The required lines are those that contain "hair"; pull them out of the data and copy them.

Saved data entries:
=== Begin Enclosure ===

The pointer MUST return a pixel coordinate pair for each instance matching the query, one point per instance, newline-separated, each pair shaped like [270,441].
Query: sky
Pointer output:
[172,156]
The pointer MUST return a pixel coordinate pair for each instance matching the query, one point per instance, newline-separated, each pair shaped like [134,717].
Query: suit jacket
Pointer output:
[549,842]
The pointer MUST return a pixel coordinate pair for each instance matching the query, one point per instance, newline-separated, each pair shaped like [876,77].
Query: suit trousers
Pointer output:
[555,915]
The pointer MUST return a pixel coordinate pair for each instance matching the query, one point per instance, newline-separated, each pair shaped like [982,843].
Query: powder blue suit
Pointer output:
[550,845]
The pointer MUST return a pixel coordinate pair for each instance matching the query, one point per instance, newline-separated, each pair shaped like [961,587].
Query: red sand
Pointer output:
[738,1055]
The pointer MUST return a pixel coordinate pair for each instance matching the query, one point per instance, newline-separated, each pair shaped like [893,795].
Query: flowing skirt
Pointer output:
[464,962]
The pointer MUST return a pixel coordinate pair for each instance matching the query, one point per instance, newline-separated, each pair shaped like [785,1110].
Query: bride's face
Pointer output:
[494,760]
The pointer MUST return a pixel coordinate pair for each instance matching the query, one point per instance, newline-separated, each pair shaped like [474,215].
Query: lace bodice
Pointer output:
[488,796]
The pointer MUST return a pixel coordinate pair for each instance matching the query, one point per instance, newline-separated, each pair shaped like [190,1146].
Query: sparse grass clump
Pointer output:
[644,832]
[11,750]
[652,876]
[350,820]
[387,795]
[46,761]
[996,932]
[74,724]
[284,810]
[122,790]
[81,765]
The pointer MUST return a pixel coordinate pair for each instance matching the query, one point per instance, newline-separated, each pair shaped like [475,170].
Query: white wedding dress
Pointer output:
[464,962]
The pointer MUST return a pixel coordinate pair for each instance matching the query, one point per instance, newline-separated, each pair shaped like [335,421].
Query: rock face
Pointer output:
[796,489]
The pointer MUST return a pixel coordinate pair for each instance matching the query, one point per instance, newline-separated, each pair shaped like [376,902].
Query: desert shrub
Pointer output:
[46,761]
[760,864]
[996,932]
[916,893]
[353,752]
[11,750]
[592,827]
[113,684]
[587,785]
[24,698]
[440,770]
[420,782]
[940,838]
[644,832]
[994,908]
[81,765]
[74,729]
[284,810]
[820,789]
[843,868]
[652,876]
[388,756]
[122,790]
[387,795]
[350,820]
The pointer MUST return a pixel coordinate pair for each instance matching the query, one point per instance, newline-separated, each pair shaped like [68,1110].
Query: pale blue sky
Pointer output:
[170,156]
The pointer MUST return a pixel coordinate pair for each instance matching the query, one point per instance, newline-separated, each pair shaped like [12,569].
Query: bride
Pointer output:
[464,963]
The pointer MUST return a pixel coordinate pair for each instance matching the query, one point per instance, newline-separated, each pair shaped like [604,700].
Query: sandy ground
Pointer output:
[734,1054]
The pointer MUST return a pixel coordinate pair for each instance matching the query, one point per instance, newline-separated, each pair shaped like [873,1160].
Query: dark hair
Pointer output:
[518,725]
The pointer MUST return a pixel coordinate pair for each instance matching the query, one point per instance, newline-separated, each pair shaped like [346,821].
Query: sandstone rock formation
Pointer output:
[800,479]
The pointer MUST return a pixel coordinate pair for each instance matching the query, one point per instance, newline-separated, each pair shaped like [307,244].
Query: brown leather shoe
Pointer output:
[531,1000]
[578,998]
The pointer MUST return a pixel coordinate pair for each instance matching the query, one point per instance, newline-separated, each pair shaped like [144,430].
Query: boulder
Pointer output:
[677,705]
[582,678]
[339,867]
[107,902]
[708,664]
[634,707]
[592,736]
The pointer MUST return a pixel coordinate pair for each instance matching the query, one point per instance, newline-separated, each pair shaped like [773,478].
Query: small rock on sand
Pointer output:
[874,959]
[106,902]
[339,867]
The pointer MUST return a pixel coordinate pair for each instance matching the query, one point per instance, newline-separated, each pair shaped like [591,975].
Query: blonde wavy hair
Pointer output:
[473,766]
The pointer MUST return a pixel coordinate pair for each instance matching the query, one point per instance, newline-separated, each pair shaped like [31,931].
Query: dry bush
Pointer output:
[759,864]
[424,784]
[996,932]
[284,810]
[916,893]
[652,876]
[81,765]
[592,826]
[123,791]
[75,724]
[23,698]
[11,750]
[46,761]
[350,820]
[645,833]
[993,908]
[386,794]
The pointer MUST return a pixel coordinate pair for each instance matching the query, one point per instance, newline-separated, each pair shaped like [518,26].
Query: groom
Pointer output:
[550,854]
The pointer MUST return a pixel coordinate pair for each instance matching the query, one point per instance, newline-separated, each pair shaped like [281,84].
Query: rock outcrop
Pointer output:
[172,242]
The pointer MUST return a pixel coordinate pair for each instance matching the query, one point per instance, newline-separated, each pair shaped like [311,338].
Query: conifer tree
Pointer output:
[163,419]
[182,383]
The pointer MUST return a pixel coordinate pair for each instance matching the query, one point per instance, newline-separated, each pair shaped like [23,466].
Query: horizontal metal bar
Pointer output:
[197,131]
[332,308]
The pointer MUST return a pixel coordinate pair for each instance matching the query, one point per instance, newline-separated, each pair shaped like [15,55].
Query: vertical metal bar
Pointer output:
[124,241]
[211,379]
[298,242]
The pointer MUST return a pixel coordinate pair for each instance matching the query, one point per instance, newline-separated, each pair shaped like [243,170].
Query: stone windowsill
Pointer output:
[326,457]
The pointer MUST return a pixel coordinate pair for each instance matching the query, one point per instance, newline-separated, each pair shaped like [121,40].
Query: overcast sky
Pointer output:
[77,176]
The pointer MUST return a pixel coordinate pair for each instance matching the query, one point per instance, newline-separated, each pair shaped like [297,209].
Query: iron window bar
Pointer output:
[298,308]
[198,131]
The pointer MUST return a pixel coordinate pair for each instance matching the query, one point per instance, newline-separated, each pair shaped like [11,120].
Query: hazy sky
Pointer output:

=== End Enclosure ===

Answer for this exercise:
Query: dark hair
Query: blonde wavy hair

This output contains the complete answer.